Task requirements: Retype the stretch of the items below from the line that contains "If it's not too much trouble, please detect the window" through the end of the items, character for character.

Dataset records:

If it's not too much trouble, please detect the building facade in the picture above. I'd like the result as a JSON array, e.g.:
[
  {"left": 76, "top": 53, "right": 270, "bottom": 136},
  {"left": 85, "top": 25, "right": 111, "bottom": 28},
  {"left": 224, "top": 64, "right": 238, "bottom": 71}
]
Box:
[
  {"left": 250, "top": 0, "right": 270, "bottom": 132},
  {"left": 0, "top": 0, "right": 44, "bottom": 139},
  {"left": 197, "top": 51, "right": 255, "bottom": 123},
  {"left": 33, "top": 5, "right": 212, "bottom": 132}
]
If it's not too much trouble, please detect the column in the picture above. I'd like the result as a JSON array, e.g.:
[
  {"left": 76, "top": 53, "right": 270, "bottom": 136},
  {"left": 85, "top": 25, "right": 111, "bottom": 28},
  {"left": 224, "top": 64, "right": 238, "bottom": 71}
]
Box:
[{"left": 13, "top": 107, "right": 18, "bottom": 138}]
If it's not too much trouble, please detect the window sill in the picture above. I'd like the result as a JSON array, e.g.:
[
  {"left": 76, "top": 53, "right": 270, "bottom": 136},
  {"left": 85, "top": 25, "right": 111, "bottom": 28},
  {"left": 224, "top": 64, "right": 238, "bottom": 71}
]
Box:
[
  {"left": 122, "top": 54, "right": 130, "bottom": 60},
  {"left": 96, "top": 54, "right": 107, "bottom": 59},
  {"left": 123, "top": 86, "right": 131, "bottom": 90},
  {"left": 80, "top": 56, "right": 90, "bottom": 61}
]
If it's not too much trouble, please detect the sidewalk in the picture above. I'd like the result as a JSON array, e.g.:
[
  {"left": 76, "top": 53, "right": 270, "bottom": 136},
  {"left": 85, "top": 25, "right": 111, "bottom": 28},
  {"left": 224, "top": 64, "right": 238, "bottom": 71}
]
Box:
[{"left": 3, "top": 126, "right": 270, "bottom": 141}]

Result of this exercise:
If it's not too much trouble, please detect the window sill in the picture above. I'd like the result as a JSON array, e.g.:
[
  {"left": 76, "top": 53, "right": 270, "bottom": 136},
  {"left": 85, "top": 25, "right": 111, "bottom": 28},
  {"left": 224, "top": 64, "right": 238, "bottom": 71}
]
Box:
[
  {"left": 122, "top": 54, "right": 130, "bottom": 60},
  {"left": 96, "top": 54, "right": 107, "bottom": 59},
  {"left": 123, "top": 86, "right": 131, "bottom": 90},
  {"left": 80, "top": 56, "right": 90, "bottom": 61}
]
If it's not too much trouble, please detect the sidewalk in the picture above. I'd like the result as a JSON array, e.g.:
[
  {"left": 76, "top": 53, "right": 270, "bottom": 136},
  {"left": 85, "top": 25, "right": 111, "bottom": 28},
  {"left": 224, "top": 64, "right": 238, "bottom": 71}
]
Box:
[{"left": 3, "top": 126, "right": 270, "bottom": 141}]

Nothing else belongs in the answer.